* begin *

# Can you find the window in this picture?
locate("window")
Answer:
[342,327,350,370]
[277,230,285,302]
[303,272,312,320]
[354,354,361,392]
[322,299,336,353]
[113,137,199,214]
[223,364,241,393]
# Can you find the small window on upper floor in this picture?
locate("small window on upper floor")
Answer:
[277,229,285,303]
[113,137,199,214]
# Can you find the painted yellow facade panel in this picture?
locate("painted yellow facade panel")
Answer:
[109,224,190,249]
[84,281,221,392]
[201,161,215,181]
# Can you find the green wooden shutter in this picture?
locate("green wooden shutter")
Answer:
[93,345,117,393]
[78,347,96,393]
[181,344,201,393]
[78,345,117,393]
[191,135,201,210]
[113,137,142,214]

* end *
* begin *

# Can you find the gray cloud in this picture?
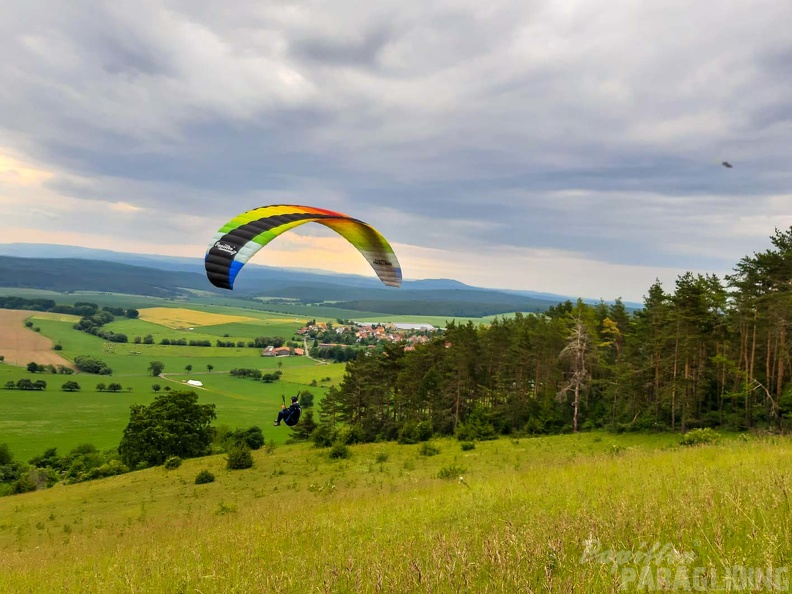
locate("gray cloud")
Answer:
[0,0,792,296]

* end *
* begin *

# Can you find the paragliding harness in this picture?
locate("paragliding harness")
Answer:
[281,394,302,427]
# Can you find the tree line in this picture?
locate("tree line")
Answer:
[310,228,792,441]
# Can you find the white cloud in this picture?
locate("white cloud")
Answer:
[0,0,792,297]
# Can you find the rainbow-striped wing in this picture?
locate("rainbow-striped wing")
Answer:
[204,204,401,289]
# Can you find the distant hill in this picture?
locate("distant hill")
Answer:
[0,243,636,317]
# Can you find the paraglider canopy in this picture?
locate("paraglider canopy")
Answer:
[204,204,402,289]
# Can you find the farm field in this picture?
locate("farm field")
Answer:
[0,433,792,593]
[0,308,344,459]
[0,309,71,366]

* end *

**SET TASK**
Show each line of the data above that contains the string "rainbow", copied in full and in its original order.

**RESPONSE**
# Can you find the rainbow-striped wing in this picture?
locate("rainbow-striped wing")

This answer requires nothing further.